===== DATASET =====

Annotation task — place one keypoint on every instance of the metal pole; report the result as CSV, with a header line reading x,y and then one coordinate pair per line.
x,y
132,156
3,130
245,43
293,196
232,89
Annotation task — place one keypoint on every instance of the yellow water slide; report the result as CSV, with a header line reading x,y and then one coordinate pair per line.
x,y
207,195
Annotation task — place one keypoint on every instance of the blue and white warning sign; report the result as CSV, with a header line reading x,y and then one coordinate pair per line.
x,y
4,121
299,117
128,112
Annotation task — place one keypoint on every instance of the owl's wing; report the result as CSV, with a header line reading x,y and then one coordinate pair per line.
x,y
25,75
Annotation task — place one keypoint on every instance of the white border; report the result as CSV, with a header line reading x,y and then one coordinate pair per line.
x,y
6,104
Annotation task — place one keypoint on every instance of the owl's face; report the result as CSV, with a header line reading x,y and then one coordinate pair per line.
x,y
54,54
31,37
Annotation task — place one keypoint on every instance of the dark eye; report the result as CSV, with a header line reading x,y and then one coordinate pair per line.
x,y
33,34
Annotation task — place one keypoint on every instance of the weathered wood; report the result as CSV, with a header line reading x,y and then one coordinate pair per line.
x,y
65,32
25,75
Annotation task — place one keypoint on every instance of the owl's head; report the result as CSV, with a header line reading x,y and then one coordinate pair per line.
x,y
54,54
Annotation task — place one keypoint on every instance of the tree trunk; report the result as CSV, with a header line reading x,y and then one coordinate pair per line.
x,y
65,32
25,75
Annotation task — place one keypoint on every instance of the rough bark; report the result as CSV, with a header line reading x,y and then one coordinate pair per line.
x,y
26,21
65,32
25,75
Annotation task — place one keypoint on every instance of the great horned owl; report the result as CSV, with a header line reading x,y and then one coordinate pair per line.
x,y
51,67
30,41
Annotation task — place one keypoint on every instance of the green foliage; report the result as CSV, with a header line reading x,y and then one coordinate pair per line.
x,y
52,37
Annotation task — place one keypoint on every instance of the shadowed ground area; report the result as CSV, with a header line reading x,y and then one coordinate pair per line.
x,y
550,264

=====

WORK TO COMPLETE:
Once more, write out the records exactly as they are.

RESPONSE BOX:
Annotation task — place one keypoint on every instance of the metal pole; report the result as CSV, with a header line reading x,y and then one coordinate pair per line.
x,y
132,156
3,130
245,43
293,196
232,89
Annotation task — place one keypoint on every instance of the yellow water slide; report the result as CSV, with a header line reading x,y and then one coordinate pair per line.
x,y
207,195
Annotation task — place one keypoint on every instance of the blue and white warning sign; report the result as CSV, with a header line reading x,y and then one coordinate pair per line.
x,y
4,121
299,117
128,112
Annotation task — place one keypoint on every instance of the owl's wing; report the result as CSV, with a header line reading x,y and then one coordinate pair per line.
x,y
25,75
Annotation task — place one keypoint on every instance of the white border; report the result as CSV, with a header line reading x,y and then one coordinate pair per line.
x,y
6,104
Annotation task — place one keypoint on every instance of the owl's face; report the result as CSV, with a header line reading x,y and then one coordinate pair per line.
x,y
54,54
31,37
Annotation task — place one keypoint on every instance of the dark eye; report the result as CSV, with a header line reading x,y and then one coordinate pair per line.
x,y
33,34
Annotation task — place one keypoint on every instance of the weathered wood; report the result as CSV, with a header line reading x,y and then one coordinate pair per line.
x,y
65,32
25,75
Annotation task — place one keypoint on every instance of the owl's head; report the result as CSV, with a header line reading x,y and then one coordinate pair per line.
x,y
54,54
Annotation task — place one keypoint on every instance of the tree trunk; report the result as CSV, with a header line reading x,y and then one coordinate pair per line.
x,y
65,32
25,75
Annotation task — place one keypoint on every instance of the rough bark; report the result as CSV, with a header line reading x,y and then one coordinate pair per line.
x,y
26,21
65,32
25,75
Annotation task — place one keypoint on every instance of the great horned owl; report the result as CSV, with a header line reading x,y and then one coordinate pair per line.
x,y
51,67
30,41
Annotation task — place one keypoint on every instance of the green foliage; report the result as CSV, with a header line reading x,y and then one coordinate pair per line.
x,y
52,37
Annotation task — place one keypoint on every instance of the shadowed ground area; report the result as CSV, with a header line reading x,y and then one coordinate pair per line.
x,y
550,264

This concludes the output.